Brief
Please retype all of the data below, word for word.
Records supplied section start
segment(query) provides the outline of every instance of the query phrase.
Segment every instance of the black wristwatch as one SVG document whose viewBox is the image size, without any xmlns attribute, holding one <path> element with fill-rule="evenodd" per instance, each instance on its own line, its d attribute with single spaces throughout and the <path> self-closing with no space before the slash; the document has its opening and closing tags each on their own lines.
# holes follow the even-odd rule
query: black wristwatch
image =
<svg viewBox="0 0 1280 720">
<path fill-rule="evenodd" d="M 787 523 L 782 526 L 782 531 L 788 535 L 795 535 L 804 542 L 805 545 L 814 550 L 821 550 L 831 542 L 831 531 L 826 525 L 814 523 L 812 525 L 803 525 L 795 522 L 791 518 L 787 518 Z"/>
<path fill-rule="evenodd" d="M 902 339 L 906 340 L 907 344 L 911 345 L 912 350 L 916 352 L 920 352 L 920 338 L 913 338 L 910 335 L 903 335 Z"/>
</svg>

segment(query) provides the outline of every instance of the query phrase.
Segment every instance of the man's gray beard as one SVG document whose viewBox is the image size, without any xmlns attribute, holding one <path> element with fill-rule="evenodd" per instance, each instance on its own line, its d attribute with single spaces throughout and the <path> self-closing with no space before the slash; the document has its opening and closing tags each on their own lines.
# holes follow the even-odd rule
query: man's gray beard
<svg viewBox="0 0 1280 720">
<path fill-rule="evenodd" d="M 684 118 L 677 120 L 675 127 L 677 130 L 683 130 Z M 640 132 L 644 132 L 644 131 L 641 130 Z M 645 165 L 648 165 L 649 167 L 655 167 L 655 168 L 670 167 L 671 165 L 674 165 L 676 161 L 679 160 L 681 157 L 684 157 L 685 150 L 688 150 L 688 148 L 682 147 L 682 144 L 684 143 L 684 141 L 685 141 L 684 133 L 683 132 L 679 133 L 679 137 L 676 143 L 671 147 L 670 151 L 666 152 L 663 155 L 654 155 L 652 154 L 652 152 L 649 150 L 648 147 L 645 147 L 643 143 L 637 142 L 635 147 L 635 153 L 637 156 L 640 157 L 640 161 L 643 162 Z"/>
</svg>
Records supplied section end
Result of this exercise
segment(query) provides the outline of every instance of the query phrase.
Segment every instance of the black wristwatch as one SVG document whose viewBox is the image size, without any xmlns attribute, holding one <path> element with fill-rule="evenodd" per instance, each instance on its own line, its d attribute with single spaces throughout and the <path> self-closing with no space before the slash; the document has its opening and closing tags each on their own lines.
# holes follow the even-odd rule
query: black wristwatch
image =
<svg viewBox="0 0 1280 720">
<path fill-rule="evenodd" d="M 787 523 L 782 526 L 782 531 L 788 535 L 795 535 L 804 542 L 805 545 L 814 550 L 821 550 L 831 542 L 831 531 L 826 525 L 814 523 L 812 525 L 803 525 L 795 522 L 791 518 L 787 518 Z"/>
<path fill-rule="evenodd" d="M 902 339 L 906 340 L 907 344 L 911 345 L 912 350 L 916 352 L 920 352 L 920 338 L 913 338 L 910 335 L 903 335 Z"/>
</svg>

segment(query) provides the outline of every instance of the query phrase.
Segment every instance of the man's gray beard as one SVG document whose viewBox is the image size, without any xmlns attribute, holding one <path> element with fill-rule="evenodd" per instance, each instance on its own line, its d attribute with single spaces throughout and the <path> self-closing with no space before the slash; the document has its opening and closing tags each on their own lines.
# holes follow the even-odd rule
query: man's gray beard
<svg viewBox="0 0 1280 720">
<path fill-rule="evenodd" d="M 684 118 L 677 120 L 675 127 L 677 130 L 683 130 Z M 640 132 L 644 132 L 644 131 L 641 130 Z M 645 165 L 648 165 L 649 167 L 655 167 L 655 168 L 670 167 L 671 165 L 674 165 L 676 161 L 679 160 L 681 157 L 684 157 L 685 150 L 688 150 L 688 148 L 682 147 L 682 144 L 684 143 L 684 141 L 685 141 L 684 133 L 683 132 L 679 133 L 679 137 L 676 143 L 671 147 L 670 151 L 666 152 L 663 155 L 654 155 L 652 154 L 652 152 L 649 150 L 648 147 L 645 147 L 643 143 L 637 142 L 635 147 L 635 153 L 637 156 L 640 157 L 640 161 L 643 162 Z"/>
</svg>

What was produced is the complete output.